- _Consigne A_
Selon l'extrait sur l'épidémie de coronavirus, quel régime avait été accusé en 2002 d'avoir dissimulé l'apparition du Sras ?
- _Consigne B_
Rédigez la suite de l'extrait sur l'épidémie de coronavirus en reprenant après sa dernière phrase.

- _Extrait à lire_
· · · · ·

L'Organisation mondiale de la santé (OMS) a annoncé mardi l'envoi "dès que possible" en Chine d'experts internationaux afin de mettre en commun les connaissances sur le virus et apporter une "réponse mondiale".

"L'épidémie est un démon. Nous ne permettrons pas au démon de se cacher", a assuré le président Xi Jinping.

Les Etats-Unis ont cependant appelé la Chine à "plus de coopération et de transparence". En 2002, le régime chinois avait été accusé d'avoir dissimulé l'apparition du Sras.

Alors que la recherche d'un vaccin - entamée notamment par plusieurs laboratoires et firmes aux Etats-Unis - devrait prendre des mois, des scientifiques de l'Institut Doherty en Australie ont annoncé être parvenus à répliquer en laboratoire le coronavirus, une étape considérée cruciale.

· · · · ·

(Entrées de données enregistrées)
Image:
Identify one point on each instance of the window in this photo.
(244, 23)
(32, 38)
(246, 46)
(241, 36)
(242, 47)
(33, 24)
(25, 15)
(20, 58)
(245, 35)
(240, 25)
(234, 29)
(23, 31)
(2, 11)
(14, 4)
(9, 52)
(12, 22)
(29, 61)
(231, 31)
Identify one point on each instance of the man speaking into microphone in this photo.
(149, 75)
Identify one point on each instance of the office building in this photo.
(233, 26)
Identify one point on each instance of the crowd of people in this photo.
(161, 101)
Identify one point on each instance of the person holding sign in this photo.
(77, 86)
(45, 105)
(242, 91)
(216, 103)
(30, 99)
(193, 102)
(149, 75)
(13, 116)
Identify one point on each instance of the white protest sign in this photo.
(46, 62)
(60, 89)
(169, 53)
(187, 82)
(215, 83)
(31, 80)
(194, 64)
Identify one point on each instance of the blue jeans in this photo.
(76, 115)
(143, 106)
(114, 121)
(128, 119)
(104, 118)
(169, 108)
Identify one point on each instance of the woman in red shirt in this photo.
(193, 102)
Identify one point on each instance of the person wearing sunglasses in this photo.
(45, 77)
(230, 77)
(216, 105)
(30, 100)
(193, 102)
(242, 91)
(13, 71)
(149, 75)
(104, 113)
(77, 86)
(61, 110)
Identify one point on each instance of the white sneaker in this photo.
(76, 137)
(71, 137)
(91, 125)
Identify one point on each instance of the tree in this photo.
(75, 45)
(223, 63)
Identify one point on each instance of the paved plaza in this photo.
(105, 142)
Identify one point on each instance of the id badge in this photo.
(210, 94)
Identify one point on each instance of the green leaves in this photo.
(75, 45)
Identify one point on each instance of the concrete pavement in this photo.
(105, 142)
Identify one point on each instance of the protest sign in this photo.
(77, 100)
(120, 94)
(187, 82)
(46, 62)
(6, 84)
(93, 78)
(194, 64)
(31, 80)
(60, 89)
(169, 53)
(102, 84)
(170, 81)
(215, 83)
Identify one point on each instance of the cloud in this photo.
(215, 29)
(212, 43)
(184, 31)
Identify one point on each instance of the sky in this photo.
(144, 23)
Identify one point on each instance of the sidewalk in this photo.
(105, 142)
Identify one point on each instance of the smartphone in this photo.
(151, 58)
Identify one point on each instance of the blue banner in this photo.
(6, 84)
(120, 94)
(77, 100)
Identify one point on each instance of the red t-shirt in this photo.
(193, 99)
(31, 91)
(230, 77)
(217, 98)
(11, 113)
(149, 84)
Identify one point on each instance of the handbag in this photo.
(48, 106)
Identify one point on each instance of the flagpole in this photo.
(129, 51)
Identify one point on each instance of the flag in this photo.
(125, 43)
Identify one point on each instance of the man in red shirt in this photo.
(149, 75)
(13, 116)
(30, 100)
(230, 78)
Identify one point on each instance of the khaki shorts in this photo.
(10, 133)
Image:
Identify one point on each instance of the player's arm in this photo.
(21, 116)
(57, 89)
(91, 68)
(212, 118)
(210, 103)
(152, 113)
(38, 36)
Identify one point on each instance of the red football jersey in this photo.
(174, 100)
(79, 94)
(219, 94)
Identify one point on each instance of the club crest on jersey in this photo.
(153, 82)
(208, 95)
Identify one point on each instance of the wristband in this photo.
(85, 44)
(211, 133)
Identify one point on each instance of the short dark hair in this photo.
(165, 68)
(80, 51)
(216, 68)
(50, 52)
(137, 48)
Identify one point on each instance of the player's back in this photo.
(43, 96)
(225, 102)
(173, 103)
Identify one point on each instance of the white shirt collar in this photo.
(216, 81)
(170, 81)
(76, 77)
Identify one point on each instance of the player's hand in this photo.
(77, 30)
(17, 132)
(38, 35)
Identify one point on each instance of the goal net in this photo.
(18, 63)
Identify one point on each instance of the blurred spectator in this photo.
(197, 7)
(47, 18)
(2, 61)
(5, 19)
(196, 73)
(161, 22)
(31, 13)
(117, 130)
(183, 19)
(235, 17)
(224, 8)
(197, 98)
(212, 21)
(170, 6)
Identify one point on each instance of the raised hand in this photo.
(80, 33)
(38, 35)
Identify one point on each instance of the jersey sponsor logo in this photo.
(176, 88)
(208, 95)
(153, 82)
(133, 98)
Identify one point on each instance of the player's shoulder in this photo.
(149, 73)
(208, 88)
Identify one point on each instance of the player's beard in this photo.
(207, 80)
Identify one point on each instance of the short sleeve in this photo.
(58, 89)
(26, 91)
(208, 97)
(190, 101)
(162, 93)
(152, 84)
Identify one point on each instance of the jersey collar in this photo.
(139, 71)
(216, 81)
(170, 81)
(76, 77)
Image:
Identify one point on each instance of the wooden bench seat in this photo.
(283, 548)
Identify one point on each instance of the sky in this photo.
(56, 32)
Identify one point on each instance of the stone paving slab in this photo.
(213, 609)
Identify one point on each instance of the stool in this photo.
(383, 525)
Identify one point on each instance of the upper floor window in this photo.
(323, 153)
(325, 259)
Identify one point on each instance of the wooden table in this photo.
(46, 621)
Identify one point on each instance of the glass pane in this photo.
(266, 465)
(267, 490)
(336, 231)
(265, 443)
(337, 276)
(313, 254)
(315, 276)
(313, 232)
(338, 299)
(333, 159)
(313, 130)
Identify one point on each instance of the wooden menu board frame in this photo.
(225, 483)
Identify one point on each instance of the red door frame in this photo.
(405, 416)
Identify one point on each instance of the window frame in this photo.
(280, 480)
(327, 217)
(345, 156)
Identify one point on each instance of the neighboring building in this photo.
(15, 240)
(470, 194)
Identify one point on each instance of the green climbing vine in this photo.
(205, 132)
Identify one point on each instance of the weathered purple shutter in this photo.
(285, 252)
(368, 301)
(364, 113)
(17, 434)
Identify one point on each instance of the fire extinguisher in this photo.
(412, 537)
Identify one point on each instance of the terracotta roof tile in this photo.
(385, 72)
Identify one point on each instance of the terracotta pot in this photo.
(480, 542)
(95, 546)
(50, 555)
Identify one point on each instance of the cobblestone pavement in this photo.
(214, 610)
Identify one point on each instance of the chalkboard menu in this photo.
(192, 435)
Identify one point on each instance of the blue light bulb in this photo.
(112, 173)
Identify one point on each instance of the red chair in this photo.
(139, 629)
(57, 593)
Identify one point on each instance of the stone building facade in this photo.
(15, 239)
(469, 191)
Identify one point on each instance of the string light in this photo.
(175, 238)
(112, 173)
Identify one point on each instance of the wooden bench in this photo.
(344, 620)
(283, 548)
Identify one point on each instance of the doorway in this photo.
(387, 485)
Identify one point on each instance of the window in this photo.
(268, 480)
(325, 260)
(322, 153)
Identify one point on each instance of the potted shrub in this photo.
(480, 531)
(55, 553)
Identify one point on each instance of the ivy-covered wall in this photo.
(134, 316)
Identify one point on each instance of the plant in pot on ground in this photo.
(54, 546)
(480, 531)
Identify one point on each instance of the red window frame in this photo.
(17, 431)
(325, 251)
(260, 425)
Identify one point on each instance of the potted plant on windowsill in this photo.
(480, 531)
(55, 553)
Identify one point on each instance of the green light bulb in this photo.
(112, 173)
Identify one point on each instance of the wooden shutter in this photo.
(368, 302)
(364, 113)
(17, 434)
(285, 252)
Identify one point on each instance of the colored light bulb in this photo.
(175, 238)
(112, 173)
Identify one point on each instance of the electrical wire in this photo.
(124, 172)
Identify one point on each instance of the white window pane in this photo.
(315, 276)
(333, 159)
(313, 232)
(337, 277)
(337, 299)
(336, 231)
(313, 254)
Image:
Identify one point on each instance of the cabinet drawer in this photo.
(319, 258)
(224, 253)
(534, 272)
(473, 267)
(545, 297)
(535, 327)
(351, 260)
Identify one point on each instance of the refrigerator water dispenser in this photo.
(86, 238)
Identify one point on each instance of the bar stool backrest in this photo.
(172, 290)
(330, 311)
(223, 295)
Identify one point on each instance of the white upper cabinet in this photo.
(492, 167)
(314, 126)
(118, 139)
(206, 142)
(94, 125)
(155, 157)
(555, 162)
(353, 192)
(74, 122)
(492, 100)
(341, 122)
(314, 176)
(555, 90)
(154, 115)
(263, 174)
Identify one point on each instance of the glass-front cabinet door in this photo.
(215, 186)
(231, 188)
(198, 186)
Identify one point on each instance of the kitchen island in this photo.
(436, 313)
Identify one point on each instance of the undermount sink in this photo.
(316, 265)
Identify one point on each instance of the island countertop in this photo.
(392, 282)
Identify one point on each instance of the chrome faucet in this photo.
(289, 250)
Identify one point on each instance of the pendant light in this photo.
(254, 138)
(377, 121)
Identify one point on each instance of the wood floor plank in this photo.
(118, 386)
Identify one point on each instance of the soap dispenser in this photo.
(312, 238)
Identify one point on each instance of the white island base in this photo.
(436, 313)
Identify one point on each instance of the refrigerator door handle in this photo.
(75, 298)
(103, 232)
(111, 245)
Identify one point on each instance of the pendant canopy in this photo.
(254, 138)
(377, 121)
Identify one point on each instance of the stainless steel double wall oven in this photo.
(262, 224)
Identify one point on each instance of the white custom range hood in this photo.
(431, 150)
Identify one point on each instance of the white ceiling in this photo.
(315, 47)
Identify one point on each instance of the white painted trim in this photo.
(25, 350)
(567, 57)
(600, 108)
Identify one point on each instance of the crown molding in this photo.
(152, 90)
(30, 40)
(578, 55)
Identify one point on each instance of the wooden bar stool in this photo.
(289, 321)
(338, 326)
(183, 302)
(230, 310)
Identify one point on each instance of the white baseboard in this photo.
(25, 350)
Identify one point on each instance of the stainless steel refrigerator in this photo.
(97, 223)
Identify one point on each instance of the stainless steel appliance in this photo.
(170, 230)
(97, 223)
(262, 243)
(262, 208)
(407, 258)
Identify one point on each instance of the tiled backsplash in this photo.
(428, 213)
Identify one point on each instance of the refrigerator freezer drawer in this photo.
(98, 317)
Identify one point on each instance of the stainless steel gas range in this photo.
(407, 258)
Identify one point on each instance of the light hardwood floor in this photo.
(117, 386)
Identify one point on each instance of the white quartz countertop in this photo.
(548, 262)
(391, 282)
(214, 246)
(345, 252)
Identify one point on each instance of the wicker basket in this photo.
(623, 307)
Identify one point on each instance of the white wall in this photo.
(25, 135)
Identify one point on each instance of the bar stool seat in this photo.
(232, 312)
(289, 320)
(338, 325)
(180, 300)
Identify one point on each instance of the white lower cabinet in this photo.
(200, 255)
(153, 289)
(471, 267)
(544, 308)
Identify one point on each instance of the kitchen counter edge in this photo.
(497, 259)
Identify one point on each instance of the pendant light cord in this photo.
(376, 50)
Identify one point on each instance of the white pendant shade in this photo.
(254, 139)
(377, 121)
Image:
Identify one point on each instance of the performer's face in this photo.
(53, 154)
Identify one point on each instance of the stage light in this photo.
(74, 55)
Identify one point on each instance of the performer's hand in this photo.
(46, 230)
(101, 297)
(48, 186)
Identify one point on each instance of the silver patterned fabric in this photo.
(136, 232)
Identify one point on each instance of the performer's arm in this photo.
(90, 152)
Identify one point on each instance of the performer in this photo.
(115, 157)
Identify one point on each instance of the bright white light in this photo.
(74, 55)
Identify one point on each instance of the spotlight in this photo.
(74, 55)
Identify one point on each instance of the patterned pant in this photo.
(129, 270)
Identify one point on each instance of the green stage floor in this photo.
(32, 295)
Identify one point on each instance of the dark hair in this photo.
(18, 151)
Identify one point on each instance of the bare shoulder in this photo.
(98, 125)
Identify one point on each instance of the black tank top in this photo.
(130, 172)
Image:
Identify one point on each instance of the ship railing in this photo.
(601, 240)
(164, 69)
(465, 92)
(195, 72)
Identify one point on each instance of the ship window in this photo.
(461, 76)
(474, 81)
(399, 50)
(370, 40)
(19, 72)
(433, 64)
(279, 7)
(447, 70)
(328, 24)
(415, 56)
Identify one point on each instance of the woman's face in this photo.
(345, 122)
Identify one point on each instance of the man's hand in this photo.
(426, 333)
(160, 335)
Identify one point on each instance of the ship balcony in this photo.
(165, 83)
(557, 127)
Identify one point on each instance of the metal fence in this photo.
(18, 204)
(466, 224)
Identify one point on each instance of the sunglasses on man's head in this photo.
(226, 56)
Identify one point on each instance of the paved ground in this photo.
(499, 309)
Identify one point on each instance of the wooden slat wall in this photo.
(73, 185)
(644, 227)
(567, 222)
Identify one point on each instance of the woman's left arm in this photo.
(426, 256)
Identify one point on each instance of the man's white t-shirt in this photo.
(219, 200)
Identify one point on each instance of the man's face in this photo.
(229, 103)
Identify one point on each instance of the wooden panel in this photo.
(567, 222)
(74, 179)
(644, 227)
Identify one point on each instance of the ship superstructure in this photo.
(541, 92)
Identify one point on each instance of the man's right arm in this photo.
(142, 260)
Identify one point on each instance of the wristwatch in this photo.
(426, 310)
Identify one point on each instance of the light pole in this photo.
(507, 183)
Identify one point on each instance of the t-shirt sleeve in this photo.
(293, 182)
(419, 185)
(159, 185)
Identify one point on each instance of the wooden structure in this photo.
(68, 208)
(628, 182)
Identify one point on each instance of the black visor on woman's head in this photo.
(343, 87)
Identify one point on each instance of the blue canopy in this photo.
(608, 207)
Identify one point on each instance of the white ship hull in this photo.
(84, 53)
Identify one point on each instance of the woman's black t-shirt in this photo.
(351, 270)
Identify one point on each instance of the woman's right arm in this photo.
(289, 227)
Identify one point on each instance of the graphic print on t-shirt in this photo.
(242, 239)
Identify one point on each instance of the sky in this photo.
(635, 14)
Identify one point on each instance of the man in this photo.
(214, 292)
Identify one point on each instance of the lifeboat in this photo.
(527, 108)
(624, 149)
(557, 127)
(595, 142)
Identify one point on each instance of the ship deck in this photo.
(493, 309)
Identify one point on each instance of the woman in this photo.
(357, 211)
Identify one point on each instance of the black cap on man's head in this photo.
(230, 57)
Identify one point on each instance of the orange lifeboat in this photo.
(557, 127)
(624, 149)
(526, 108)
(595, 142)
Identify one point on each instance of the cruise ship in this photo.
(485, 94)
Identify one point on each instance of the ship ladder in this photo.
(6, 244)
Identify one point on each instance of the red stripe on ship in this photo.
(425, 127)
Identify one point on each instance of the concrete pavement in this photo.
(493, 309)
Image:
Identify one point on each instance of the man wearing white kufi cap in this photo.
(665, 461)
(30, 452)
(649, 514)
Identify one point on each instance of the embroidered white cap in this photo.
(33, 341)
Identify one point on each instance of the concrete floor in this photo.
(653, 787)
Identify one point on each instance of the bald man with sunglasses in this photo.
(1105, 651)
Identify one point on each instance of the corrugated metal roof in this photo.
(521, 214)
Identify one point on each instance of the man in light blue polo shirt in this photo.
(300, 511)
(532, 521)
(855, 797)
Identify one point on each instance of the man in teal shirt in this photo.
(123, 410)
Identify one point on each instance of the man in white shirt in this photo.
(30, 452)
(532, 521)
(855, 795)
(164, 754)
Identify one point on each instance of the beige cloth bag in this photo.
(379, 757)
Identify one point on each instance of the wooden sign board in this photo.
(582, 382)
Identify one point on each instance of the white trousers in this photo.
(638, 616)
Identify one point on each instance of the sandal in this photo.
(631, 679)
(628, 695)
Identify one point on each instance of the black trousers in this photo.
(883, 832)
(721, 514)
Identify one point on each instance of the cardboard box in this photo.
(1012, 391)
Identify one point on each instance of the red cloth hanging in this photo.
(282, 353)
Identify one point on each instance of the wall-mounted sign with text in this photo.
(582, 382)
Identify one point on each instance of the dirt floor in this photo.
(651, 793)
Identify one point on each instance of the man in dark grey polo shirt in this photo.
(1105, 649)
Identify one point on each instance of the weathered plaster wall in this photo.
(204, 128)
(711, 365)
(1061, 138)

· · · · ·

- _Résultat A_
Le régime chinois.

- _Résultat B_
Au-delà du secteur aérien, la crise pourrait assombrir une économie mondiale fragile.

Le géant américain de l'électronique Apple a reconnu des incertitudes sur ses chaînes de production en Chine. De même, le géant automobile japonais Toyota a annoncé mercredi qu'il prolongeait d'une semaine la suspension de la production dans ses trois usines en Chine, jusqu'au 9 février.